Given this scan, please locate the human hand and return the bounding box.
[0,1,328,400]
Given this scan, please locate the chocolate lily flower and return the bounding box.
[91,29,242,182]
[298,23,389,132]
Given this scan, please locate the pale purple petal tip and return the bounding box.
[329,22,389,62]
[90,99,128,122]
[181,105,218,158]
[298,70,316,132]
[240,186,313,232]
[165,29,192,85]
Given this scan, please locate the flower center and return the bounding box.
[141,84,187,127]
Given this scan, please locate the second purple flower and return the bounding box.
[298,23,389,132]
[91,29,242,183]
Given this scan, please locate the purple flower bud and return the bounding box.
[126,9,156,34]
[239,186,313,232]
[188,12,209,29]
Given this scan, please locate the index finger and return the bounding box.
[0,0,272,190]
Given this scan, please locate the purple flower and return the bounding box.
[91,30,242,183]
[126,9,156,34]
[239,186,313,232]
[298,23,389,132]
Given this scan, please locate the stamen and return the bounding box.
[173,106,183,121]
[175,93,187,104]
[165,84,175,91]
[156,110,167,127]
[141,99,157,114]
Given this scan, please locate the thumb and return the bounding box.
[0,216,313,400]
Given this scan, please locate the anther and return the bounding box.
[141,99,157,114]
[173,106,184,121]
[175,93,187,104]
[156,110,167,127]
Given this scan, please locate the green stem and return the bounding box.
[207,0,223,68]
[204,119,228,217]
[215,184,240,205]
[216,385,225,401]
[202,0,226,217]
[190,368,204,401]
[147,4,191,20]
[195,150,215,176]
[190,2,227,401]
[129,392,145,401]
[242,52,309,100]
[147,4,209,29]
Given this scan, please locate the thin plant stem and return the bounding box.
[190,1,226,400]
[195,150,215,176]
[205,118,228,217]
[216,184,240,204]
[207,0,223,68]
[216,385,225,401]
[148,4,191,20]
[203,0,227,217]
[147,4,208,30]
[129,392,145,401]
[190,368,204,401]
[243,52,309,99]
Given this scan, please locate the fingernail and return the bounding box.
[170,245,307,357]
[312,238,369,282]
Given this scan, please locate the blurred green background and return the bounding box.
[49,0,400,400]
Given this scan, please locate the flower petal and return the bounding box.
==
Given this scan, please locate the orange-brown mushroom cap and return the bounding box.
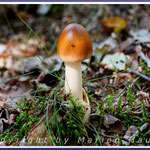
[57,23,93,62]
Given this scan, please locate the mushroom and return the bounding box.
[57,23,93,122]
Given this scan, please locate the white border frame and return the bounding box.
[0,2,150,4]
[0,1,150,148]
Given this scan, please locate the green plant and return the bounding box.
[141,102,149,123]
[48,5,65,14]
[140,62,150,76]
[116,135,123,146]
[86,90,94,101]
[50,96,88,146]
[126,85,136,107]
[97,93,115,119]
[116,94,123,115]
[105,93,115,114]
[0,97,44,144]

■ Task item
Beginning with the line containing "Given this scan, please locate the purple flower and" and ending with the line containing "Given this scan, please locate the flower petal", extract those lines exactly from the listing above, and only those.

■ Result of the task
Given this scan, please locate the purple flower and return the bounding box.
[91,30,242,183]
[126,9,156,34]
[239,186,313,232]
[298,23,389,132]
Given this scan, please locate the stamen and return the bounding box.
[173,106,183,121]
[175,93,187,104]
[165,84,175,91]
[156,110,167,127]
[141,99,157,114]
Given this scan, please locate the thumb and return the bounding box.
[0,216,313,400]
Given this scan, please locate the anther and return the bounding box.
[141,99,157,114]
[173,106,184,121]
[175,93,187,104]
[156,110,167,127]
Given this scan, please locate the green stem and return the bounding box.
[207,0,223,68]
[204,119,228,217]
[215,184,240,205]
[216,385,225,401]
[202,0,226,217]
[190,368,204,401]
[147,4,191,20]
[195,150,215,176]
[190,2,227,401]
[129,392,145,401]
[242,52,309,100]
[147,4,209,29]
Given this scan, please locate the thin plant stem and return the bounding box.
[190,1,226,400]
[195,150,215,176]
[205,118,228,217]
[216,184,240,204]
[207,0,223,68]
[216,385,225,401]
[148,4,191,20]
[203,0,227,217]
[147,4,208,30]
[129,392,145,401]
[190,368,204,401]
[243,52,309,99]
Given this scan, please locate the fingernail and return the bounding box.
[170,245,307,357]
[312,238,369,282]
Given this scan, please locate the blurred green background and return the bounding box.
[49,0,400,400]
Given this scan, please locate the flower petal and return the bounding box.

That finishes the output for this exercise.